--- START ---
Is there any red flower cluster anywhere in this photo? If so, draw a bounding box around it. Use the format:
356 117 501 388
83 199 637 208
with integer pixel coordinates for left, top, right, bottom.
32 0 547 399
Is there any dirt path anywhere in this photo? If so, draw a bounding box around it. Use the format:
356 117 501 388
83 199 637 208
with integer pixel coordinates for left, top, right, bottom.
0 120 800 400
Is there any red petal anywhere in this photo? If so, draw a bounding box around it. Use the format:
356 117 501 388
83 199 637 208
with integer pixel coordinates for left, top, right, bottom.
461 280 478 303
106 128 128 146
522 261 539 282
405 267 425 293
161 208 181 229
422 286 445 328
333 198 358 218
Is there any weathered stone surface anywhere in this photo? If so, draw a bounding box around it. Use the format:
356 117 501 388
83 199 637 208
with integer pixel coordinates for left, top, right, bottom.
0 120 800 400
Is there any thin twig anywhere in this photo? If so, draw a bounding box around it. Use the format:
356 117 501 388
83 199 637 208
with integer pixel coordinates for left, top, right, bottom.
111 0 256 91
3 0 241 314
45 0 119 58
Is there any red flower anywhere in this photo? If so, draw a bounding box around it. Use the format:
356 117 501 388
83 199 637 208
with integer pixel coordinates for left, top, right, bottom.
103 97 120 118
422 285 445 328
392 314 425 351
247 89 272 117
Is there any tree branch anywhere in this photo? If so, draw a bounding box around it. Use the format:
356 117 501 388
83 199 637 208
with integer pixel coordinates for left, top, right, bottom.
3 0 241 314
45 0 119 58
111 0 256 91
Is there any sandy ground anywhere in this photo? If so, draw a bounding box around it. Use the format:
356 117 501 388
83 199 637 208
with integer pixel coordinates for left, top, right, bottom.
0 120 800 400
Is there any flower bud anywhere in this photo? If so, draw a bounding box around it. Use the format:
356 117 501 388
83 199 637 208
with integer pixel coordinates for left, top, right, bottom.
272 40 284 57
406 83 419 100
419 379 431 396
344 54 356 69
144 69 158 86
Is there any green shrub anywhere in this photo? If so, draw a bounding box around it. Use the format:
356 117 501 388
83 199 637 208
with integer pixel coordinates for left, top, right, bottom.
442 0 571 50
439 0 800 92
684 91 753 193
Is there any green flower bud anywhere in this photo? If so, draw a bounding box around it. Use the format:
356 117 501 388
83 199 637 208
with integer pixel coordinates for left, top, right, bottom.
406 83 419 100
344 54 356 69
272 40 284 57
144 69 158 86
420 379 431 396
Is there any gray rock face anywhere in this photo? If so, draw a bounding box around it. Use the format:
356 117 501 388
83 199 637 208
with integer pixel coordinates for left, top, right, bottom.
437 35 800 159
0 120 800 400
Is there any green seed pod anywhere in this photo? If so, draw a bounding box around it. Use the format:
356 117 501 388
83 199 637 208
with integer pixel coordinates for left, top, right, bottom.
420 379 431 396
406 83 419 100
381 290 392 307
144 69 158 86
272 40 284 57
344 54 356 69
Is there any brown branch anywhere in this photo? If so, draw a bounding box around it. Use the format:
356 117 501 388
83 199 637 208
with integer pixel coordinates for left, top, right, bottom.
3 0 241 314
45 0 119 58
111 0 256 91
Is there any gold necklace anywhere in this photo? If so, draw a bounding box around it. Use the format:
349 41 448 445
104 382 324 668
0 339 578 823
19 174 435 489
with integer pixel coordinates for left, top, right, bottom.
--- END ---
Rescale the data starting at its first line and stopping after the line that contains "247 89 272 117". Reproduce every line in that span, with the wording and its sample coordinate lines left unchanged, but multiply each bounding-box coordinate in the answers by 0.35 and round it to a whole number, with halves rounded up.

§ **SOLVED PROBLEM**
Is there any red flower cluster anywhere in this photo? If so, draw a bounding box around it. Use the format:
356 117 501 388
83 199 637 208
with integer pixel coordinates for left, top, right, bottom.
11 0 191 140
Is there any dirt path anywhere in this photo? If so, draw a bounding box around it. Use the format:
356 117 501 388
83 199 637 208
with integer pixel coordinates for left, top, right, bottom.
0 42 280 140
Is there any red petal anywhere in this photo? If so, draw a bounding box around it. Use the format:
356 117 501 388
83 199 637 208
with integer pixel coordinates for left, top, right, bottom.
161 98 167 106
37 45 45 51
183 91 189 99
142 93 149 103
56 73 63 80
148 100 156 115
117 69 125 76
Is there any weathered stone surface anywhere in this photo? If so, draw a bounding box around it. Use the format:
356 117 501 388
83 199 637 208
with integer pixel coordinates for left, top, right, bottom.
0 42 280 140
Is there any thin twig anywhere in this photo? If so, draw a bounding box around it. Use the format:
356 117 501 388
83 199 637 208
with integer pixel coordinates for left, top, right, bottom.
39 0 90 32
1 0 84 110
16 0 42 20
Is there any red flower anywhere in this photo? If so, draw a bounding box around it. Use the format:
356 117 501 388
83 199 637 208
with integer pixel coordinates for left, top, right, bottom.
36 34 42 41
148 100 156 115
137 110 149 123
86 31 95 41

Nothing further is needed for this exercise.